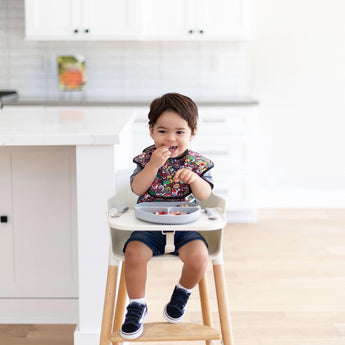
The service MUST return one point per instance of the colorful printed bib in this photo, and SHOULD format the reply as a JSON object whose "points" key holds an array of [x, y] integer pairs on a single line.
{"points": [[163, 188]]}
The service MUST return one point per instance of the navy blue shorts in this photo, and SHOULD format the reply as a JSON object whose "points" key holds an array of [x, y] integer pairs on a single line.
{"points": [[155, 240]]}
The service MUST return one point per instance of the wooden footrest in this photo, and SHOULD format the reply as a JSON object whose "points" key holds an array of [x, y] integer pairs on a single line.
{"points": [[164, 331]]}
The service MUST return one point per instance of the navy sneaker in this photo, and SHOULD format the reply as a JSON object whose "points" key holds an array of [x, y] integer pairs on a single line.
{"points": [[173, 312], [133, 328]]}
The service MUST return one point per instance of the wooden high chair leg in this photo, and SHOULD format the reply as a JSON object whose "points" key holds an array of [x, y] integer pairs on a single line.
{"points": [[109, 301], [223, 308], [205, 304], [120, 301]]}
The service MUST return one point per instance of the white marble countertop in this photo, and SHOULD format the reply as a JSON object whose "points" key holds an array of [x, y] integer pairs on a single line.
{"points": [[63, 126]]}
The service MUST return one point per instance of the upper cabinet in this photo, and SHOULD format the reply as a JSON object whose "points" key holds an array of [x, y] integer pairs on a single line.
{"points": [[196, 19], [82, 19], [136, 19]]}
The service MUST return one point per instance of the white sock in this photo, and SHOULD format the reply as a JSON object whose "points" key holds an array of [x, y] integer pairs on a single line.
{"points": [[138, 300], [183, 288]]}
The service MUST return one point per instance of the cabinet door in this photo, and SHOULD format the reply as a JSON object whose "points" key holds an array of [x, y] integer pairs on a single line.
{"points": [[167, 19], [219, 19], [42, 259], [116, 19], [6, 229], [82, 19], [50, 19], [195, 19]]}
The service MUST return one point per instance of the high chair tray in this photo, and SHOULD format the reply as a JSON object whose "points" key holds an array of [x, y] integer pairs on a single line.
{"points": [[167, 212], [128, 221]]}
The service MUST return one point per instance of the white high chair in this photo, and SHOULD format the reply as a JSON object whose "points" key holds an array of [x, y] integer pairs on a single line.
{"points": [[113, 315]]}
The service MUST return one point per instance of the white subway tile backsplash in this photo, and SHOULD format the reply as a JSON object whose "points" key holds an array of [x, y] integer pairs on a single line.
{"points": [[120, 70]]}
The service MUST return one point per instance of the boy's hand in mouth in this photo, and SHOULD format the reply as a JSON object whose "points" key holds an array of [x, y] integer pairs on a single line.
{"points": [[185, 175], [160, 156], [172, 149]]}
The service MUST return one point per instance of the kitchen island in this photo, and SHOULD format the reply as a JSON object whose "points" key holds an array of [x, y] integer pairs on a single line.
{"points": [[95, 142]]}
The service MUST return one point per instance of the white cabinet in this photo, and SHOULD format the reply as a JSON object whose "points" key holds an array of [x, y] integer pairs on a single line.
{"points": [[136, 19], [227, 135], [82, 19], [38, 257], [196, 19]]}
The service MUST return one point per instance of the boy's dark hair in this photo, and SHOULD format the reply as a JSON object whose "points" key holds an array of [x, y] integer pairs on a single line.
{"points": [[180, 104]]}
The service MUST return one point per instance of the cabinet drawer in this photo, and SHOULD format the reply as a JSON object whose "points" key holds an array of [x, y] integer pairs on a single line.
{"points": [[234, 120], [237, 189], [226, 152]]}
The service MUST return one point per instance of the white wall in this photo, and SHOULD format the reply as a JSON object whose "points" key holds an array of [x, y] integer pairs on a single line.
{"points": [[123, 71], [298, 75]]}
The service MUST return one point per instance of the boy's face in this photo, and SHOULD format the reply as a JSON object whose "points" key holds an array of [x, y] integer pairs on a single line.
{"points": [[172, 131]]}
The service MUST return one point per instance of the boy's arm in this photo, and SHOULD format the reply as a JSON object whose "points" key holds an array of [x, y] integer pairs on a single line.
{"points": [[201, 189], [143, 180]]}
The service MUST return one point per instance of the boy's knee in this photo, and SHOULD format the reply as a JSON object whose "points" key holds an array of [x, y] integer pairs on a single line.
{"points": [[137, 251]]}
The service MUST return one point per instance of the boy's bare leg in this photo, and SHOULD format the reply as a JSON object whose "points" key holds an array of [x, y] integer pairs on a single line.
{"points": [[194, 256], [137, 256]]}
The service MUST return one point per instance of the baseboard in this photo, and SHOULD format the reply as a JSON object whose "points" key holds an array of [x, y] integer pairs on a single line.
{"points": [[24, 310], [83, 338], [301, 198], [244, 216]]}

....

DIRECTIONS: The result consists of the line with "The service MUST return one point per instance of the baseboard" through the last line of the entries above, repeated exactly and with nothing else.

YOUR SOLUTION:
The service MUST return one point per instance of the baseboard in this photo, and SHOULD format the reply as a JSON object whose "points" key holds an array of [x, y] integer pairs on a single line.
{"points": [[24, 310], [83, 338], [301, 198], [244, 216]]}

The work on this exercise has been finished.